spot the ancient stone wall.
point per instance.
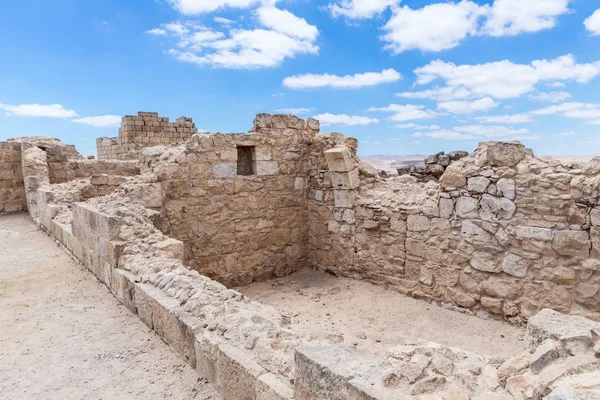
(239, 227)
(144, 130)
(12, 189)
(504, 233)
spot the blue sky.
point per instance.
(404, 77)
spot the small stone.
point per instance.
(543, 355)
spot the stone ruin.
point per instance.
(433, 167)
(169, 227)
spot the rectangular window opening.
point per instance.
(246, 160)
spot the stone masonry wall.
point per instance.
(505, 233)
(12, 189)
(144, 130)
(240, 228)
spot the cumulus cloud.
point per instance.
(406, 112)
(506, 119)
(294, 111)
(103, 121)
(38, 110)
(592, 23)
(357, 9)
(511, 17)
(313, 81)
(435, 27)
(552, 97)
(479, 132)
(282, 35)
(443, 25)
(195, 7)
(343, 119)
(467, 107)
(503, 79)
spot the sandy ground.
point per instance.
(374, 318)
(64, 336)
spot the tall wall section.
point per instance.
(239, 201)
(144, 130)
(12, 189)
(504, 233)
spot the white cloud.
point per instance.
(406, 112)
(563, 108)
(284, 36)
(506, 119)
(415, 126)
(435, 27)
(356, 9)
(157, 32)
(195, 7)
(38, 110)
(103, 121)
(592, 23)
(343, 119)
(312, 81)
(295, 111)
(505, 79)
(446, 93)
(479, 132)
(223, 21)
(552, 97)
(285, 22)
(511, 17)
(467, 107)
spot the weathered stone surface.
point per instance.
(543, 355)
(467, 207)
(514, 265)
(478, 184)
(506, 188)
(571, 243)
(494, 209)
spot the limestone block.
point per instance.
(485, 262)
(225, 170)
(571, 243)
(269, 387)
(237, 374)
(446, 207)
(99, 179)
(506, 188)
(340, 159)
(322, 373)
(514, 265)
(550, 324)
(494, 209)
(453, 177)
(466, 207)
(543, 356)
(266, 168)
(345, 180)
(504, 154)
(478, 184)
(595, 216)
(418, 223)
(344, 198)
(159, 311)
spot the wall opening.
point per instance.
(246, 160)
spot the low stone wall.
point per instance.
(144, 130)
(12, 189)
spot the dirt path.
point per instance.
(64, 336)
(375, 318)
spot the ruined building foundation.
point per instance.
(170, 220)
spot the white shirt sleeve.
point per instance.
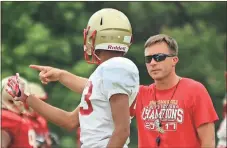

----------------------------------------

Task goal:
Gather every line in the material above that contains the word "cloud", with uppercase and lowercase letters counted as different.

Reply to the task:
spot the cumulus cloud.
spot the white cloud.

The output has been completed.